DATA TO USE —

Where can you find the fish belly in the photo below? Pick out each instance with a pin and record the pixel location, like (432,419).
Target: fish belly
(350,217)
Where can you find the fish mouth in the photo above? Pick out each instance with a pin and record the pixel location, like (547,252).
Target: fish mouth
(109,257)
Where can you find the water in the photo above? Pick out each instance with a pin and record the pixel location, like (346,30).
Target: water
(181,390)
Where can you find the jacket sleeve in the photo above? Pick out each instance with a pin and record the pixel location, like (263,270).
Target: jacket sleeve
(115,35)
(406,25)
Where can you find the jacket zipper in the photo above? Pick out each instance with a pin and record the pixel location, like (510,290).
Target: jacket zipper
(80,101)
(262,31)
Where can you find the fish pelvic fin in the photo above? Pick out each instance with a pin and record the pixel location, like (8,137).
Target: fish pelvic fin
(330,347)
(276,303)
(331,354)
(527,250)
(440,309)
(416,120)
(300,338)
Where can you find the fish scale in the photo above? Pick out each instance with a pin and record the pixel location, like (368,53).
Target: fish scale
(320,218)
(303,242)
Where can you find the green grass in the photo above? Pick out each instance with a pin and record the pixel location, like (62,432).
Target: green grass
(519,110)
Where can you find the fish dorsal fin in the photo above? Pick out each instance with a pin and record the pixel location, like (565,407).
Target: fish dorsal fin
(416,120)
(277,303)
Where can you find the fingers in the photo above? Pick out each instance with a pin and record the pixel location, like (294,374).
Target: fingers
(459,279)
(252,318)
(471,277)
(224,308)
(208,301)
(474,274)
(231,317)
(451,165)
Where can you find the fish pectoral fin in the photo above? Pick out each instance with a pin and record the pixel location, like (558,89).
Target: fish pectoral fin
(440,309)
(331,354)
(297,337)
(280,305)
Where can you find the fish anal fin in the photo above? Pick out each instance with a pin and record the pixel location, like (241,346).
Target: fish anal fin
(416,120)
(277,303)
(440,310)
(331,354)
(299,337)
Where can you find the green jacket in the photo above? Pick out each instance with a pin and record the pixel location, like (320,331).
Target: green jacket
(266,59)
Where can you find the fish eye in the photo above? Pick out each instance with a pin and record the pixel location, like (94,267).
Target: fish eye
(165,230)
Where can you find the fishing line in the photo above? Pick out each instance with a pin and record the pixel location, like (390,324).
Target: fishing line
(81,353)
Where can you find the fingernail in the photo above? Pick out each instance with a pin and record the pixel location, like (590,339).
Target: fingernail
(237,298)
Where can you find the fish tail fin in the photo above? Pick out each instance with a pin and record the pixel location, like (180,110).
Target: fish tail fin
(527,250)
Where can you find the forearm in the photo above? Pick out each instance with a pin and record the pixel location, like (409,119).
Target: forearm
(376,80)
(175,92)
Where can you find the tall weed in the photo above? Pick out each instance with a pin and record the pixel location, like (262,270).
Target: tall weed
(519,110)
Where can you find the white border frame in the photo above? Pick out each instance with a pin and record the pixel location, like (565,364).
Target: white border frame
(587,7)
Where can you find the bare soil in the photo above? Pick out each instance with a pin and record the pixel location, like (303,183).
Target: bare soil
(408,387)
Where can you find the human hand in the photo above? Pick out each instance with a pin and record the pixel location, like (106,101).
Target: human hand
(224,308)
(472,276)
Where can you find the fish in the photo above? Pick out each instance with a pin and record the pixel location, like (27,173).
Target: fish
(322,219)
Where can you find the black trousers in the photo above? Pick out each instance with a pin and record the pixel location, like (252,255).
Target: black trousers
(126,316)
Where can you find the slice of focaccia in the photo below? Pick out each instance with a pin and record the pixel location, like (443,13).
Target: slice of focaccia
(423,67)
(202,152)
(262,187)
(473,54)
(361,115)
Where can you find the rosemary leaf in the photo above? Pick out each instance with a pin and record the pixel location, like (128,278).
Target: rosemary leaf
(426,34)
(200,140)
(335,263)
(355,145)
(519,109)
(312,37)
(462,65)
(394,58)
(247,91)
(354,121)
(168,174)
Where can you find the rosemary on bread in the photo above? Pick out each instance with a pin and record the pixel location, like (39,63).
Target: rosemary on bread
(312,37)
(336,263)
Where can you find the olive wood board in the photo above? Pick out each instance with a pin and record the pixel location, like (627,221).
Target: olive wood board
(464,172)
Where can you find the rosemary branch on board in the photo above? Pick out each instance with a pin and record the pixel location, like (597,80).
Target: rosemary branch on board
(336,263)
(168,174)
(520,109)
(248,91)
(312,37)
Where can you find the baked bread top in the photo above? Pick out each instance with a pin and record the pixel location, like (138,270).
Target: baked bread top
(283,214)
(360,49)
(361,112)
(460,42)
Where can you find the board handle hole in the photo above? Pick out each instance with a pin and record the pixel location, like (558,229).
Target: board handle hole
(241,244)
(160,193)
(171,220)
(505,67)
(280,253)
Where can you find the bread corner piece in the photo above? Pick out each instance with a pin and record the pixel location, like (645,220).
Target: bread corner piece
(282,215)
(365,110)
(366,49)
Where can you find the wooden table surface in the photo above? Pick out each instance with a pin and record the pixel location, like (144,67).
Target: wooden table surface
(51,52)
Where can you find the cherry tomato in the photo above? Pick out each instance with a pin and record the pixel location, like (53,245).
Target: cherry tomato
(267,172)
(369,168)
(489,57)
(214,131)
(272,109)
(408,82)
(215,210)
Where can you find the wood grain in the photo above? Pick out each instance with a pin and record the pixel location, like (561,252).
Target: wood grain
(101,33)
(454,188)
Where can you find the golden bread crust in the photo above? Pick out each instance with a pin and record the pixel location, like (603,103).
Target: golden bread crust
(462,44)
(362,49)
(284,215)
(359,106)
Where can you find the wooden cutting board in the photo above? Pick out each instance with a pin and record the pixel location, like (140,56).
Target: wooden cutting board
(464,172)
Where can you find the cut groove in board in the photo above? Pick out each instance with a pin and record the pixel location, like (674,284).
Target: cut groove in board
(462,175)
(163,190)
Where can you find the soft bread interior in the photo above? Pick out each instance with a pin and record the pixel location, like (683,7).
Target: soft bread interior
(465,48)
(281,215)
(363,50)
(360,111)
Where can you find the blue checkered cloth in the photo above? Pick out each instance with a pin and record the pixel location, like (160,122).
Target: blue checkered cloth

TASK OBJECTIVE —
Write out the lines above, starting at the line that contains "Where can you find the wooden table" and ending with the final line, and nothing else; copy them exactly.

EXERCISE ANSWER —
Where can you find the wooden table surface in the photo above? Pick out each instance with a pin and record the pixel location, like (144,67).
Target: wooden table surface
(51,52)
Where can you find the cherry tomato in the photo above? Pick out each instance with a pin and record the pixel location, like (53,245).
Target: cherry tomato
(267,172)
(369,168)
(489,57)
(214,131)
(272,109)
(408,82)
(215,210)
Where can you find the wood grain in the photo above? Pick out each instance with a pin and record the pixel location, like (561,252).
Target: wood grain
(101,33)
(454,188)
Where can you find the golden bread crust in the photo above? Pick out each instance with a pin and record the pixel location, like (603,103).
Target: golden bread crust
(462,44)
(362,49)
(284,215)
(359,106)
Where can you find the wooden cutting board in the photo above? Pick out each instance with a pin and record the pixel location, like (140,56).
Target: wooden cutting board
(464,172)
Where can you find the cut groove in board in the photo above? Pick out each instance with a pin and record the pixel location, like (674,284).
Target: cut groove in board
(462,175)
(163,190)
Where can you find the soft bread interior in the photo above? Pick out each instance with a pin and record the pixel location, like (683,7).
Target: soft bread interior
(465,48)
(281,215)
(363,50)
(360,111)
Where can you find the blue checkered cloth in the photo above? Pick out each instance with a pin and record the pixel location, like (160,122).
Target: blue checkered cloth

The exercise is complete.